Items drawn from a data source:
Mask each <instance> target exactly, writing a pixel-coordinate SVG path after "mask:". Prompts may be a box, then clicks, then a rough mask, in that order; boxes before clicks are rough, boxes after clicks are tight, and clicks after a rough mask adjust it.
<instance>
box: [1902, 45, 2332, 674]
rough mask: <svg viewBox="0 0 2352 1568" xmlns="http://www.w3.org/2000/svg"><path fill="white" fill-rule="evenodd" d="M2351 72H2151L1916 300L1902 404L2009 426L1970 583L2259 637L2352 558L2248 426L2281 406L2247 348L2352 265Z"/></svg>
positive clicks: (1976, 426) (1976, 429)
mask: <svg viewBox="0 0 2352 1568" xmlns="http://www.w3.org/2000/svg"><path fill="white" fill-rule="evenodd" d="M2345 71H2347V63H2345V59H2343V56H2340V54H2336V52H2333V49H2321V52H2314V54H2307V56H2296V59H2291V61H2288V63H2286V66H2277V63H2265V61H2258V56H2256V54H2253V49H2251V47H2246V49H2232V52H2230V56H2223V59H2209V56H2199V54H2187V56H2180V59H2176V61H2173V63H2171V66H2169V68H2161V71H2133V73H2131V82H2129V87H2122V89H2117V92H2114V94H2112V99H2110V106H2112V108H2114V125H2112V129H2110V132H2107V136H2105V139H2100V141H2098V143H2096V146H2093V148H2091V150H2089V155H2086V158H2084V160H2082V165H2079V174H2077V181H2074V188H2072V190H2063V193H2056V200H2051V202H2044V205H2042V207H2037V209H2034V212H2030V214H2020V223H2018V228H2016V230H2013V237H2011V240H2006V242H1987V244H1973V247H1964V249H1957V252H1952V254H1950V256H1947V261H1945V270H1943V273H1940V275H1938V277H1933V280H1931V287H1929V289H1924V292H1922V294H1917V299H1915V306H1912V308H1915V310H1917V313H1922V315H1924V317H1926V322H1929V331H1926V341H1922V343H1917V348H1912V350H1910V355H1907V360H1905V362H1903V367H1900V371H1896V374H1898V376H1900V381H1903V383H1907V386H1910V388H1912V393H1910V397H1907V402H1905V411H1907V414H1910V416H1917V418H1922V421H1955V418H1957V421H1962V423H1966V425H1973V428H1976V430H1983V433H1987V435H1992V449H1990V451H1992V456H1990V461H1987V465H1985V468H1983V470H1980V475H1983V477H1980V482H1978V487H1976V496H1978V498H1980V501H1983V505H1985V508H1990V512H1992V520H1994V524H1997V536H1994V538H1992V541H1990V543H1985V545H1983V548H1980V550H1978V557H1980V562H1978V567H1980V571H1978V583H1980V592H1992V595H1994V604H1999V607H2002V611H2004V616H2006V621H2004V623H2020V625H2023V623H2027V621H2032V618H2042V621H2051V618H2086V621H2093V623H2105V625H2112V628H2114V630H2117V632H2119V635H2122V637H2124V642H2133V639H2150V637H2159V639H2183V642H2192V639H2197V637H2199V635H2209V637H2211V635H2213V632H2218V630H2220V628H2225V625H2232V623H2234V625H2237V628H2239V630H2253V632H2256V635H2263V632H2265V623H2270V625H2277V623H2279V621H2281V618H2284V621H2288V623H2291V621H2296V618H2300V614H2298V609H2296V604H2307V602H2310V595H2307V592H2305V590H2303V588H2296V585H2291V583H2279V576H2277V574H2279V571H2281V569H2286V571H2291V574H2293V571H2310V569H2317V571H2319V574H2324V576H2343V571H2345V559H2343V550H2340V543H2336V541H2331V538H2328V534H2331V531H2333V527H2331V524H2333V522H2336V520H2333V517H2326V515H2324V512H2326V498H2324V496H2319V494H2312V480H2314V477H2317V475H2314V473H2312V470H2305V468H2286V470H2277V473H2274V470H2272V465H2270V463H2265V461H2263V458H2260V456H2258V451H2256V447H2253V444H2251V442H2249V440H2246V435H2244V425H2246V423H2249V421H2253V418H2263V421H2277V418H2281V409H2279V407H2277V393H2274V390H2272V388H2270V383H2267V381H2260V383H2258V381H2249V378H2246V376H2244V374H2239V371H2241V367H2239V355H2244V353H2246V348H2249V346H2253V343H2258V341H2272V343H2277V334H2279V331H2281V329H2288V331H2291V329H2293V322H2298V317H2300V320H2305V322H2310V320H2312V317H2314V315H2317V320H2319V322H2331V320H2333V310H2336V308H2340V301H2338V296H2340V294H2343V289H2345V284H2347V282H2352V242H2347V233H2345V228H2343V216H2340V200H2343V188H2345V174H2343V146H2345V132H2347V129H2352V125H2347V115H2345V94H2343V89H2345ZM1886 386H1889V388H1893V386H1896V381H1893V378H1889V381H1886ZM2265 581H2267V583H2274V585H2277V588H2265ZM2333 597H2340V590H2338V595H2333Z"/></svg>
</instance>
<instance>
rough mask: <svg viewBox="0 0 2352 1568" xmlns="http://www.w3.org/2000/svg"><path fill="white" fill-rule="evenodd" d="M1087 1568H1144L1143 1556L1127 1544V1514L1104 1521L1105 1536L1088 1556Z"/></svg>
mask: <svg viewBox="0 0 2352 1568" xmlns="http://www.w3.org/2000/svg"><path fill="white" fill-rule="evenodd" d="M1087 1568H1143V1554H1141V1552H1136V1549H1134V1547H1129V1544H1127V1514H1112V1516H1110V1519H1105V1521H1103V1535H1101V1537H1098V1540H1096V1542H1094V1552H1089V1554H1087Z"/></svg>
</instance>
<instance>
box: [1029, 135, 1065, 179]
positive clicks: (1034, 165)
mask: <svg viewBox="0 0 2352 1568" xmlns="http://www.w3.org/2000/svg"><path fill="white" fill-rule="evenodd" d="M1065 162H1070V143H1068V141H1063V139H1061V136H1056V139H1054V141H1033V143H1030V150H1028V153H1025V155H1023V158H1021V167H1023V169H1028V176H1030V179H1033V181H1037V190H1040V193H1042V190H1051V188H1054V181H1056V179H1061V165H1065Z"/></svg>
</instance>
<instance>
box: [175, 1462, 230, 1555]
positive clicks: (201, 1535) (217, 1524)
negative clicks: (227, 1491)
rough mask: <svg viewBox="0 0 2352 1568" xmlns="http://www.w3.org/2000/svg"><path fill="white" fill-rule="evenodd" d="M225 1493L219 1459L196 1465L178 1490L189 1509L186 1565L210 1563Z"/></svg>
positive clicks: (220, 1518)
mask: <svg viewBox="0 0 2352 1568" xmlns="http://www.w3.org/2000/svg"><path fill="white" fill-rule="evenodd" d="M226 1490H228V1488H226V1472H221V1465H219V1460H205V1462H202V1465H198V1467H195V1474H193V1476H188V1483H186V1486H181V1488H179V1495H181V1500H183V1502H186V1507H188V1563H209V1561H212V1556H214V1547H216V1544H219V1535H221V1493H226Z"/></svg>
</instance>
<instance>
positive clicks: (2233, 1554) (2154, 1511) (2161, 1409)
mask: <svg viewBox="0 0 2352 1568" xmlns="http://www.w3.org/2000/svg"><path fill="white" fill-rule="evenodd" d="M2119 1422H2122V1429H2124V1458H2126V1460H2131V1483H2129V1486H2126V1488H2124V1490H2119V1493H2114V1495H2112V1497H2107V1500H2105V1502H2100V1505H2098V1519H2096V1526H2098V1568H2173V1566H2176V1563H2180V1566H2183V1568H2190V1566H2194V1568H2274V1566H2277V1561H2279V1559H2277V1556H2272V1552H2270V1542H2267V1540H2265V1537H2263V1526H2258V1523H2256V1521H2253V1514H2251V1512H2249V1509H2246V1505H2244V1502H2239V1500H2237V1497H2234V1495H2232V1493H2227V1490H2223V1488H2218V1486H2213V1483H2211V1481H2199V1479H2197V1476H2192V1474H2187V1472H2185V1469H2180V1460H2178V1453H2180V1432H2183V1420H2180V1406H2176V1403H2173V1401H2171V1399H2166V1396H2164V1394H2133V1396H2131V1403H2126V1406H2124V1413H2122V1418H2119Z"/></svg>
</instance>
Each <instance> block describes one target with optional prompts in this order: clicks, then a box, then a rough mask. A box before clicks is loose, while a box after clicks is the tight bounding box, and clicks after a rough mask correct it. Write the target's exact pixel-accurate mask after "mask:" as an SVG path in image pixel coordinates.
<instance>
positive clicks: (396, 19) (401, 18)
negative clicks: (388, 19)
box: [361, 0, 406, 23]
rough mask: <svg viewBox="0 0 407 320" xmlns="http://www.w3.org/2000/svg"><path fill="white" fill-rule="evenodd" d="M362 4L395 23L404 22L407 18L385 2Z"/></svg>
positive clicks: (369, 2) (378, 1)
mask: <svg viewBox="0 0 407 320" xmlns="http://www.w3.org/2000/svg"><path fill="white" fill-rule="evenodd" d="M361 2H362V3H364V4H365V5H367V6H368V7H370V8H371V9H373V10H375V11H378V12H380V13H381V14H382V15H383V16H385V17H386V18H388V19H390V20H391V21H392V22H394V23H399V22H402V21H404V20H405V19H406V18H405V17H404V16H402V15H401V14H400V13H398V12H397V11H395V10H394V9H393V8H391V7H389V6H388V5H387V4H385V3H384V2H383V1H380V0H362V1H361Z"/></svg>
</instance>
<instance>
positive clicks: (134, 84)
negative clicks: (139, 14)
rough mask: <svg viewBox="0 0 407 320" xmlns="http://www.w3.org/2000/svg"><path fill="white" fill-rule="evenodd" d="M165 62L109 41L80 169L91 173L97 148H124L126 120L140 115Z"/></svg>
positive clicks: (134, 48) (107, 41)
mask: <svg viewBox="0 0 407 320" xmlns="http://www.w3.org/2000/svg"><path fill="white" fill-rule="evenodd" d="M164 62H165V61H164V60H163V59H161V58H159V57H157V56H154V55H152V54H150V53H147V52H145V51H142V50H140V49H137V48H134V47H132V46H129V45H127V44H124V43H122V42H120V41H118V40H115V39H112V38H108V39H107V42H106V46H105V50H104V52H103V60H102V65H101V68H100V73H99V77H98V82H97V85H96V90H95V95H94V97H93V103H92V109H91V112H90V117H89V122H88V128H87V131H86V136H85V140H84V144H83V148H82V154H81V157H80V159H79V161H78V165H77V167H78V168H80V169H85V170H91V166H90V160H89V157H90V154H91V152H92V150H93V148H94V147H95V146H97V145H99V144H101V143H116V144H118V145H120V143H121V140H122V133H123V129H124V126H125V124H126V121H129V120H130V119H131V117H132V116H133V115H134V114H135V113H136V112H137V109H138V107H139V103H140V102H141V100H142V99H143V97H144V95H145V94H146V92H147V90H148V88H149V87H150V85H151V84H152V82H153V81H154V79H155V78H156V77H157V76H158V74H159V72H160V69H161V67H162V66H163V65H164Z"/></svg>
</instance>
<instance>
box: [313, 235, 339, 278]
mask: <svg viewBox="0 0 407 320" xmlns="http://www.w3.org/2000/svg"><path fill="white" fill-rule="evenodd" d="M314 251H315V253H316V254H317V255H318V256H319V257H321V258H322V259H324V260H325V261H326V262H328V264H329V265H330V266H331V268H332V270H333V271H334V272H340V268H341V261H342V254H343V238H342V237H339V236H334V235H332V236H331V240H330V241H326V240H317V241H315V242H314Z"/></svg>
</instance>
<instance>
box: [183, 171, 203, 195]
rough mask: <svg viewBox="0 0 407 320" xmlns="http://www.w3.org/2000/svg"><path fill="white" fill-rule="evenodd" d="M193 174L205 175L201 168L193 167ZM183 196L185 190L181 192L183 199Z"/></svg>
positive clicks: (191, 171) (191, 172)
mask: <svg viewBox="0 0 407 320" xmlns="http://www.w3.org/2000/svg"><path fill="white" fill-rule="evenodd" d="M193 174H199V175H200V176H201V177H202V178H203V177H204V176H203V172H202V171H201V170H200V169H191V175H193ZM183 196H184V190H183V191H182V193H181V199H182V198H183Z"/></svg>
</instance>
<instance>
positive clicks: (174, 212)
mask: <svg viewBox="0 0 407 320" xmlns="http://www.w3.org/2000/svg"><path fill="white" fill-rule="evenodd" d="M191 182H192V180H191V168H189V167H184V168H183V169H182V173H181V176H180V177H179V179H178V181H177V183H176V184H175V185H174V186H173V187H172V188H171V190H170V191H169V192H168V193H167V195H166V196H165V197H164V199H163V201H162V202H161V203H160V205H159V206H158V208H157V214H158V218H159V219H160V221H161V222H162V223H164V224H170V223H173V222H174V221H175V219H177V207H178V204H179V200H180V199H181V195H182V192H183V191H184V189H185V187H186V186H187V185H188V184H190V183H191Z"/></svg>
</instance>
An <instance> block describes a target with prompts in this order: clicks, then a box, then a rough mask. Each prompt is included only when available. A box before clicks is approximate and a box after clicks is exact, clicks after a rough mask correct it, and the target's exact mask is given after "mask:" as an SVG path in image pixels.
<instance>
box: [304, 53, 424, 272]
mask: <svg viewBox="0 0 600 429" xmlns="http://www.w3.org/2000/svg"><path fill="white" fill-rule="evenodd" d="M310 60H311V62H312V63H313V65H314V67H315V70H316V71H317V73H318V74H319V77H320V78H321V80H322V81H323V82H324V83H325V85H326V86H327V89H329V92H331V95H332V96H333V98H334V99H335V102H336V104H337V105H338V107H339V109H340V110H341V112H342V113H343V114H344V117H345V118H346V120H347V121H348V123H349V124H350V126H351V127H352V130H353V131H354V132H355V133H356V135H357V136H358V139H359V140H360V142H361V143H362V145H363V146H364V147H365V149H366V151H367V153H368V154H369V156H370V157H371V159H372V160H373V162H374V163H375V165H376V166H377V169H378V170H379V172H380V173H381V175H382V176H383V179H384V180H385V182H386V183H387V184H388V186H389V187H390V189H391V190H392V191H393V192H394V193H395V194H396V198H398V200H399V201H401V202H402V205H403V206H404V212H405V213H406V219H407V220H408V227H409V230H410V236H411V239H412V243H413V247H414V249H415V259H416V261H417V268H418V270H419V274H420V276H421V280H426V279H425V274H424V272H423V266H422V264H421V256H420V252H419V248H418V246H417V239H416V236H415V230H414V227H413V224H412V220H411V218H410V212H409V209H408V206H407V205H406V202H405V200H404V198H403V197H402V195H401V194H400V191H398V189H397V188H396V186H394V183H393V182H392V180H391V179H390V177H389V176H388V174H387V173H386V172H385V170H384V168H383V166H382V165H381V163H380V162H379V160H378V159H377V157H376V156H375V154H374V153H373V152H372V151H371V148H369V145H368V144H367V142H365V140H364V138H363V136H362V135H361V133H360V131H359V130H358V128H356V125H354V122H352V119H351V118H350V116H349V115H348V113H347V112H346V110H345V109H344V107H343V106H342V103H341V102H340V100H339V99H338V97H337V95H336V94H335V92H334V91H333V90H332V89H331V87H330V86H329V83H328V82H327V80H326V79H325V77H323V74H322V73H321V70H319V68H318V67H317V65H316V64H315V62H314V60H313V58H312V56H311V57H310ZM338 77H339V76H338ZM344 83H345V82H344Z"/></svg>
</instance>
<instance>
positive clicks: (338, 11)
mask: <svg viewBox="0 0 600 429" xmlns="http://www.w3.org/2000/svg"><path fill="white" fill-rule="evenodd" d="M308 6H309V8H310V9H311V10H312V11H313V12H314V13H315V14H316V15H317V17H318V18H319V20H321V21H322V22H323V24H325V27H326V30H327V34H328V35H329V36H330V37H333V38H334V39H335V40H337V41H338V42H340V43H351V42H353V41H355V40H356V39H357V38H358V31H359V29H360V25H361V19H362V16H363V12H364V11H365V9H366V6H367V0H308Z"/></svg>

- **DIRECTIVE**
Count the lines of the records above that contain the string "negative". Reply with the number alone.

- **WRITTEN RESPONSE**
3